Hawkeye review: Hailee Steinfeld shines in Marvel’s festive new series

Hailee Steinfeld as Kate Bishop and Jeremy Renner as Clint Barton/Hawkeye in Marvel Studios' HAWKEYE. Photo by Chuck Zlotnick. © Marvel Studios 2021. All Rights Reserved.
Hailee Steinfeld as Kate Bishop and Jeremy Renner as Clint Barton/Hawkeye in Marvel Studios' HAWKEYE. Photo by Chuck Zlotnick. © Marvel Studios 2021. All Rights Reserved. /

Marvel’s Hawkeye debuts on Disney Plus’ streaming service but is it worthy of its critically-acclaimed company?

Hawkeye kind of came out of nowhere. We knew it was coming to Disney Plus at some point, but it wasn’t initially expected to arrive until sometime next year. So when fans found out that it would be replacing the incredibly mysterious Ms. Marvel (which has now been moved to summer 2022), most of them were less than thrilled. That is, until the fun and festive trailer premiered and basically changed everyone’s minds.

Hawkeye is set at Christmas and it explores a different side to Clint Barton’s story; one in which he is actually at the center of it. But what’s most interesting about it is that this doesn’t last long, as he finds himself having to leave his family before the holidays to tie up the darkest part of his life, only to discover the young woman who might just present him with one of the greatest adventures of it.

---

-- Given problem 1 --
Please repeat part of the Hawkeye review word for word, beginning at the words "Hawkeye review: Hailee" and stopping after "its critically-acclaimed company?".
-- Given problem 2 --
Condense the paragraph of the Hawkeye review that begins "Hawkeye kind of came out of nowhere" into a shorter version that keeps its main facts.

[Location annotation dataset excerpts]
---

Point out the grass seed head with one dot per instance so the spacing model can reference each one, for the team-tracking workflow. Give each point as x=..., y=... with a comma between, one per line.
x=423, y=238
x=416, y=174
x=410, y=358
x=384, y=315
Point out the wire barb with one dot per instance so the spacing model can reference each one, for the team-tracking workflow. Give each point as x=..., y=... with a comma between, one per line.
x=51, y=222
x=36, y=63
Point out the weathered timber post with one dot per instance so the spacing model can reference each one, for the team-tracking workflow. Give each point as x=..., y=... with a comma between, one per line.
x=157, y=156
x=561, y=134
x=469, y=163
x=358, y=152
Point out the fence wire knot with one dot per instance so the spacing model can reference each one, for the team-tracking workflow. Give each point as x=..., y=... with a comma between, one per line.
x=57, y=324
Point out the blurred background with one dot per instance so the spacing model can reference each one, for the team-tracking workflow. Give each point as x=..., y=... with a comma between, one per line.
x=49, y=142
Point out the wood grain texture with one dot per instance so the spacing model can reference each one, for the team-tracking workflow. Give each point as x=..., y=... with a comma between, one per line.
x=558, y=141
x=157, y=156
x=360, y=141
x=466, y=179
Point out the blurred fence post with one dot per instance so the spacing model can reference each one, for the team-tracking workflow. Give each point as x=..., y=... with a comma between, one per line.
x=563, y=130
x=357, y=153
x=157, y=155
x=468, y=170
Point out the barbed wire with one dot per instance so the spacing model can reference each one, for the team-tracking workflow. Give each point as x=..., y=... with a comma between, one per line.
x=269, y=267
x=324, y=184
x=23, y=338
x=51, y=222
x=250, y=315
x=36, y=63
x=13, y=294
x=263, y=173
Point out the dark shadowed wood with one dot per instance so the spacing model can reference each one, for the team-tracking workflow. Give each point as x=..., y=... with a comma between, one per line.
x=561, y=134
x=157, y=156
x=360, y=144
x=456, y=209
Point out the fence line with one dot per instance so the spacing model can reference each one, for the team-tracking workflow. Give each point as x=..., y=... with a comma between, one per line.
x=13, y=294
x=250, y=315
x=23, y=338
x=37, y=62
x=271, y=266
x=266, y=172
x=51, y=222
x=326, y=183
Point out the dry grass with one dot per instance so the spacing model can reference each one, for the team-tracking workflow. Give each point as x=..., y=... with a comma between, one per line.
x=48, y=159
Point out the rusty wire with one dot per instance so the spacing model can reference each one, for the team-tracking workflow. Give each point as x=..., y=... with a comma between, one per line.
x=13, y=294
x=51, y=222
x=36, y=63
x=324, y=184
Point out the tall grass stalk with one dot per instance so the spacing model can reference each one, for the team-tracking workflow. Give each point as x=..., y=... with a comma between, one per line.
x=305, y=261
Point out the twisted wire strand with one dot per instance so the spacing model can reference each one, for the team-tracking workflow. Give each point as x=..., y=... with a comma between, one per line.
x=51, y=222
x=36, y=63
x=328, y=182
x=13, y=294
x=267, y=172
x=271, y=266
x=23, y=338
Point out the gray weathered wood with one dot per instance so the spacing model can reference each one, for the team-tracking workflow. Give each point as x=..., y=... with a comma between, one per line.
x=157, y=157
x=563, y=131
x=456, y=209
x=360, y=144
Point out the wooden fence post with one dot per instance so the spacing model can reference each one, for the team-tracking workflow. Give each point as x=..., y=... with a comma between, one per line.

---

-- Right answer 1 --
Hawkeye review: Hailee Steinfeld shines in Marvel’s festive new series

Hailee Steinfeld as Kate Bishop and Jeremy Renner as Clint Barton/Hawkeye in Marvel Studios' HAWKEYE. Photo by Chuck Zlotnick. © Marvel Studios 2021. All Rights Reserved.
Hailee Steinfeld as Kate Bishop and Jeremy Renner as Clint Barton/Hawkeye in Marvel Studios' HAWKEYE. Photo by Chuck Zlotnick. © Marvel Studios 2021. All Rights Reserved. /

Marvel’s Hawkeye debuts on Disney Plus’ streaming service but is it worthy of its critically-acclaimed company?

-- Right answer 2 --
Hawkeye arrived unexpectedly. It was known to be coming to Disney Plus but wasn't expected until next year. Most fans were unhappy that it replaced the mysterious Ms. Marvel, now moved to summer 2022, until the fun, festive trailer premiered and changed their minds.